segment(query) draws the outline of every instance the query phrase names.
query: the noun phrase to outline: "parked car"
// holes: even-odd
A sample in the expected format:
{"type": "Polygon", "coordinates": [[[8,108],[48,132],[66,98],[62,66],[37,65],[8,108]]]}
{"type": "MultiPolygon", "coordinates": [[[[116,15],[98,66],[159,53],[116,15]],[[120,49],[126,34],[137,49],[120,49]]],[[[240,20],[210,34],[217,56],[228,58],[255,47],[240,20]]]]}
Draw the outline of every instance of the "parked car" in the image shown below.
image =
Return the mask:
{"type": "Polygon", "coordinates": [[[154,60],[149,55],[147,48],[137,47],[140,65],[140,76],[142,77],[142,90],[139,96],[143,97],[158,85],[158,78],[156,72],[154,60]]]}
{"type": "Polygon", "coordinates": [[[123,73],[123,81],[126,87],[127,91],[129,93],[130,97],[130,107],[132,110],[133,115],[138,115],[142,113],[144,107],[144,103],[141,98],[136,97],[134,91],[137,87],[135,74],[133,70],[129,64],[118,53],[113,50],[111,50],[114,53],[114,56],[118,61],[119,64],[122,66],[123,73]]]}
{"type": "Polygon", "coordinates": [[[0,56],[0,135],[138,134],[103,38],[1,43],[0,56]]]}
= = = = = = =
STATED PROBLEM =>
Format every line above as a Markdown table with a Row column holding the row number and a Line column holding the line, leaving out any blank lines.

ANSWER TO THIS TASK =>
| Row | Line |
|---|---|
| 1 | segment(query) draws the outline of every instance the query phrase names. |
| 2 | query: the noun phrase to outline: "parked car" |
| 3 | // holes: even-odd |
| 4 | A sample in the expected format: |
| 5 | {"type": "Polygon", "coordinates": [[[8,108],[48,132],[66,98],[62,66],[37,65],[8,108]]]} |
| 6 | {"type": "MultiPolygon", "coordinates": [[[[116,15],[98,66],[159,53],[116,15]],[[120,49],[126,34],[137,49],[120,49]]],[[[240,20],[210,34],[217,56],[228,58],[255,47],[240,20]]]]} |
| 7 | Draw the outline of every instance of the "parked car" in the image shown below. |
| 8 | image = |
| 9 | Return the mask: |
| 10 | {"type": "Polygon", "coordinates": [[[154,60],[149,55],[147,48],[137,47],[140,65],[140,76],[142,77],[142,90],[139,96],[143,97],[158,85],[158,78],[156,72],[154,60]]]} |
| 11 | {"type": "Polygon", "coordinates": [[[123,73],[123,81],[126,87],[127,91],[129,93],[130,97],[130,107],[132,110],[133,115],[138,115],[142,113],[144,107],[144,103],[141,98],[136,97],[134,91],[137,87],[135,74],[133,70],[129,64],[118,53],[113,50],[111,50],[114,53],[114,56],[118,61],[119,64],[122,66],[123,73]]]} |
| 12 | {"type": "Polygon", "coordinates": [[[0,56],[0,135],[138,134],[103,38],[1,43],[0,56]]]} |